■ TEXTE DE LECTURE ■
┏━━

Le BC Labour Relations Board (Conseil) peut-il ordonner à un employeur de la Colombie-Britannique de cesser l’exécution du travail à l’extérieur de la province pendant un conflit de travail? Selon la Cour d’appel de la Colombie-Britannique, c’est possible dans certaines circonstances.

Dans Gate Gourmet Canada Inc. v. Unite Here, Local 40, 2025 BCCA 246, la Cour d’appel de la Colombie-Britannique a confirmé que le Conseil peut ordonner à un employeur de cesser l’exécution du travail à l’extérieur de la province si cette exécution enfreint une interdiction législative du recours aux travailleurs de remplacement pendant un conflit de travail.


Interdiction par la Colombie-Britannique du recours aux travailleurs de remplacement 

Le Labour Relations Code (Code) de la Colombie-Britannique interdit aux employeurs de faire appel à des travailleurs de remplacement pendant une grève ou un lock-out légal. Sous réserve d’exceptions limitées, un employeur ne peut pas confier le travail d’une unité de négociation en grève ou en lock-out à des travailleurs temporaires ou à ses propres employés. Cette interdiction s’applique également au transfert du travail habituellement effectué par l’unité de négociation à un autre emplacement exploité par l’employeur. Le recours à des travailleurs de remplacement en contravention au Code est considéré comme une pratique déloyale de travail en vertu du Code.

Avant l’affaire Gate Gourmet, il n’avait pas été établi que cette interdiction s’appliquait également au transfert de travail dans son intégralité à l’extérieur de la province. 

Contexte de l’affaire Gate Gourmet

L’entreprise Gate Gourmet fournit des services traiteurs aux compagnies aériennes. Elle mène ses activités dans plusieurs aéroports au Canada, notamment à l’aéroport international de Vancouver (YVR). Ses employés de Vancouver ont déclenché une grève légale. Pour éviter à l’un de ses principaux clients à qui elle fournit des services à YVR de faire les frais de ces perturbations, Gate Gourmet a donné la consigne à ses employés aux aéroports de Calgary, d’Edmonton et de Toronto de prévoir un « approvisionnement aller-retour » sur les vols à destination d’YVR. L’approvisionnement aller-retour consiste à suffisamment ravitailler un avion en nourriture et en boissons pour un vol aller et un vol retour.

┗━━

[Liste des données]
┏━━

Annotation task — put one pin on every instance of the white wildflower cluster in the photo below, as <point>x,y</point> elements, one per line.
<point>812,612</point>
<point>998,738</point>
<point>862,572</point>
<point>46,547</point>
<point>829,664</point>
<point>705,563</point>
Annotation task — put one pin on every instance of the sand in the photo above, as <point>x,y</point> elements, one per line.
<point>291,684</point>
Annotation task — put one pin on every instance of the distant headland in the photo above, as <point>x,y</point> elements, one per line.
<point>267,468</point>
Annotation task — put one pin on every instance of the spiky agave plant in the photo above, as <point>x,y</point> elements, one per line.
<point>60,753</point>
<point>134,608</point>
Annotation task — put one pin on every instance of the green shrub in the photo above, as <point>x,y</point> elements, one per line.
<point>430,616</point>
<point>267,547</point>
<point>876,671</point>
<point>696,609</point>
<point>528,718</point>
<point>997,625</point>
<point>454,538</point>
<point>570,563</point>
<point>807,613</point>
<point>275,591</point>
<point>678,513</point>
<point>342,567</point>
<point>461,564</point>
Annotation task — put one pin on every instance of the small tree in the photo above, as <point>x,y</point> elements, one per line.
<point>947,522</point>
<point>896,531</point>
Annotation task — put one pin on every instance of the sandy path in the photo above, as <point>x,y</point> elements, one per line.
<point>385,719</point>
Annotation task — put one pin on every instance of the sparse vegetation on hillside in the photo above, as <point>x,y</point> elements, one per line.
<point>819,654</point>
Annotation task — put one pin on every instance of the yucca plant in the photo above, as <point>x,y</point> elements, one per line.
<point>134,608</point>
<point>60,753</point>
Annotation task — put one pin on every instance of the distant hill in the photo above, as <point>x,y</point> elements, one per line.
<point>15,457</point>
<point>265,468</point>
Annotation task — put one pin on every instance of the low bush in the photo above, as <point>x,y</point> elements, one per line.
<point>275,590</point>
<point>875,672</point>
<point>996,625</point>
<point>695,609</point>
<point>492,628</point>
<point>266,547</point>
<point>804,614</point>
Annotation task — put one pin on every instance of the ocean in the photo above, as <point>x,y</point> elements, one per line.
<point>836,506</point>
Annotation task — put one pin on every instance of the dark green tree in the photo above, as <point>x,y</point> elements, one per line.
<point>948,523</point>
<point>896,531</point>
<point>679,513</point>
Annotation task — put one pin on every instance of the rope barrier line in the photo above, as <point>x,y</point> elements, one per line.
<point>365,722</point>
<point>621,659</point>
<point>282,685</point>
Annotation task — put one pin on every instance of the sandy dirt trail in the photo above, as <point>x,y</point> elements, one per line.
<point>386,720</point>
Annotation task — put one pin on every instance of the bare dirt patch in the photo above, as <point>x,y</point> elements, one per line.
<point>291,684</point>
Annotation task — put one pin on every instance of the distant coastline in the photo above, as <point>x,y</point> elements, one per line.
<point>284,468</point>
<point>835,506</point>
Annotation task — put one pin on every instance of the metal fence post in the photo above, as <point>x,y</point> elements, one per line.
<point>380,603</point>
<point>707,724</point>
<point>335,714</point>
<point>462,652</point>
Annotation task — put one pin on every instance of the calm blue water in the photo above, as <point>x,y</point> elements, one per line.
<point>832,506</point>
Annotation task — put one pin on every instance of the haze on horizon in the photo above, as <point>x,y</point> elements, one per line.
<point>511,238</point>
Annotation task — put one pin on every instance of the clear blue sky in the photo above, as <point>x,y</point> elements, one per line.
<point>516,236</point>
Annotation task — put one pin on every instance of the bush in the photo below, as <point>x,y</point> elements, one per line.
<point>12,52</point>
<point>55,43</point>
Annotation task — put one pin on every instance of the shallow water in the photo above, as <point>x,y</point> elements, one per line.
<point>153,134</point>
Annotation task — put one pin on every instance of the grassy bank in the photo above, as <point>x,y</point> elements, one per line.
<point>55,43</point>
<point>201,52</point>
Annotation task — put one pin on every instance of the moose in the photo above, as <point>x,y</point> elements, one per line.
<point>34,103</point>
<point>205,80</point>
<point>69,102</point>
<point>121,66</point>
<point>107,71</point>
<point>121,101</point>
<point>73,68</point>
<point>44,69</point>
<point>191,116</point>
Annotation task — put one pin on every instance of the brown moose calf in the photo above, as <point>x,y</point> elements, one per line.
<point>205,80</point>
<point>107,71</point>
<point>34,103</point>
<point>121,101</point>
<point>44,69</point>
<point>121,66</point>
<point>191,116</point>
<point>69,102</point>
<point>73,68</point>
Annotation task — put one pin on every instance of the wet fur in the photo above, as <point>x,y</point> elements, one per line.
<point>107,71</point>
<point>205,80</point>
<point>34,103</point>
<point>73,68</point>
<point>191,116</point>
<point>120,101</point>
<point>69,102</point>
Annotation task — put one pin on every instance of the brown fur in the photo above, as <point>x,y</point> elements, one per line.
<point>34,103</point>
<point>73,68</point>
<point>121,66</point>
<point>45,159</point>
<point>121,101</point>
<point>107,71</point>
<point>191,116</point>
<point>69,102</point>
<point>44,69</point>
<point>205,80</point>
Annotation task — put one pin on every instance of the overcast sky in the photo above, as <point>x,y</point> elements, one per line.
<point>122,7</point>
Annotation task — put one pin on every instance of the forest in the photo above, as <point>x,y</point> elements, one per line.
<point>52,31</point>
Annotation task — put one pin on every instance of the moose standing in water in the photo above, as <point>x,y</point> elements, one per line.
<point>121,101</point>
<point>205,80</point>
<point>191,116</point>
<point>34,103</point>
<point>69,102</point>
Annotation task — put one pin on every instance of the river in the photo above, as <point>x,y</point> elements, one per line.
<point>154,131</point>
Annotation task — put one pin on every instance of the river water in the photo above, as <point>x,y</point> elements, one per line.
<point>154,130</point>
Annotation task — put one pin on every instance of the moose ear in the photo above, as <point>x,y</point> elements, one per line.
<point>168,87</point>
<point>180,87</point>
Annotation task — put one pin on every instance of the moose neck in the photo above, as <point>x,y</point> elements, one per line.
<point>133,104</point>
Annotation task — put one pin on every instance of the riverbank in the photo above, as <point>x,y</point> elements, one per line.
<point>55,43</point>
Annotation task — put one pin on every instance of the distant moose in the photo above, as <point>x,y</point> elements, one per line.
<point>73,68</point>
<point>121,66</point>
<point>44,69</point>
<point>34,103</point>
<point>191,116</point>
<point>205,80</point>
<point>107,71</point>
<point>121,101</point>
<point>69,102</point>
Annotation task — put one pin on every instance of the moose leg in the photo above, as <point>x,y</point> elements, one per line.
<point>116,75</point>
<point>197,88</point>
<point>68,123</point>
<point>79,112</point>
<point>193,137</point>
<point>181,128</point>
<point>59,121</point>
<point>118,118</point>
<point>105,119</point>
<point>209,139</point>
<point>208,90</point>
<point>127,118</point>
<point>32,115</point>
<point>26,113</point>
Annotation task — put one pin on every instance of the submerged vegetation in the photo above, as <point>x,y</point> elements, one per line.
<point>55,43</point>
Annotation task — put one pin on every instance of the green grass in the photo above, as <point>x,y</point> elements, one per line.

┗━━

■ TÂCHES ■
a) Recopiez le passage de l'article sur l'affaire Gate Gourmet qui va de « Contexte de l’affaire » jusqu'à « un vol retour. ».
b) Relevez toutes les villes dont l'aéroport est nommé dans l'article sur l'affaire Gate Gourmet.

■ CORRIGÉ DES TÂCHES ■
a)
Contexte de l’affaire Gate Gourmet

L’entreprise Gate Gourmet fournit des services traiteurs aux compagnies aériennes. Elle mène ses activités dans plusieurs aéroports au Canada, notamment à l’aéroport international de Vancouver (YVR). Ses employés de Vancouver ont déclenché une grève légale. Pour éviter à l’un de ses principaux clients à qui elle fournit des services à YVR de faire les frais de ces perturbations, Gate Gourmet a donné la consigne à ses employés aux aéroports de Calgary, d’Edmonton et de Toronto de prévoir un « approvisionnement aller-retour » sur les vols à destination d’YVR. L’approvisionnement aller-retour consiste à suffisamment ravitailler un avion en nourriture et en boissons pour un vol aller et un vol retour.

b) Vancouver, Calgary, Edmonton, Toronto